— Stated problem —
Please reproduce the forum thread below about the Hot Topic train grease myth word for word, in full.

— Page —
# Train Grease/Dirt sold at Hot Topic Myth



## West (Jun 17, 2014)

I've heard from I don't know how many travelers that they sell or once sold tins of "train grease" and "Spray on dirt" at Hot Topic, usually followed by an angry rant against trustafarians, yuppies, oogles and wannabe crusties.

However, I just looked up "train grease hot topic", "train oil hot topic", "spray on dirt" and a number of other things in the google machine and not a thing came up.

I'm betting that this is just some bullshit that gets passed on by word of mouth - anyone have any info?

~StP Mythbuster, West


----------



## Kim Chee (Jun 17, 2014)

I think they're playing you.

You are probably more clean than each of the people who said that, right?


----------



## West (Jun 17, 2014)

No, I've heard this each time by travelers that I'm friends with - One time by some dirty kids who I spent the night with who were getting worked up about it, once from a drunk oogle in Austin, and again from some indignant busking old timerish tramps in Eug - all extremely reliable sources as you can tell.


----------



## MolotovMocktail (Jun 17, 2014)

— Available data —

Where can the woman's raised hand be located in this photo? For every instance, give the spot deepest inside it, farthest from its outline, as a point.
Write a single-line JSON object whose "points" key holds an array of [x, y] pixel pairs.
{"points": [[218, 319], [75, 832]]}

— Exercise output —
# Train Grease/Dirt sold at Hot Topic Myth



## West (Jun 17, 2014)

I've heard from I don't know how many travelers that they sell or once sold tins of "train grease" and "Spray on dirt" at Hot Topic, usually followed by an angry rant against trustafarians, yuppies, oogles and wannabe crusties.

However, I just looked up "train grease hot topic", "train oil hot topic", "spray on dirt" and a number of other things in the google machine and not a thing came up.

I'm betting that this is just some bullshit that gets passed on by word of mouth - anyone have any info?

~StP Mythbuster, West


----------



## Kim Chee (Jun 17, 2014)

I think they're playing you.

You are probably more clean than each of the people who said that, right?


----------



## West (Jun 17, 2014)

No, I've heard this each time by travelers that I'm friends with - One time by some dirty kids who I spent the night with who were getting worked up about it, once from a drunk oogle in Austin, and again from some indignant busking old timerish tramps in Eug - all extremely reliable sources as you can tell.


----------



## MolotovMocktail (Jun 17, 2014)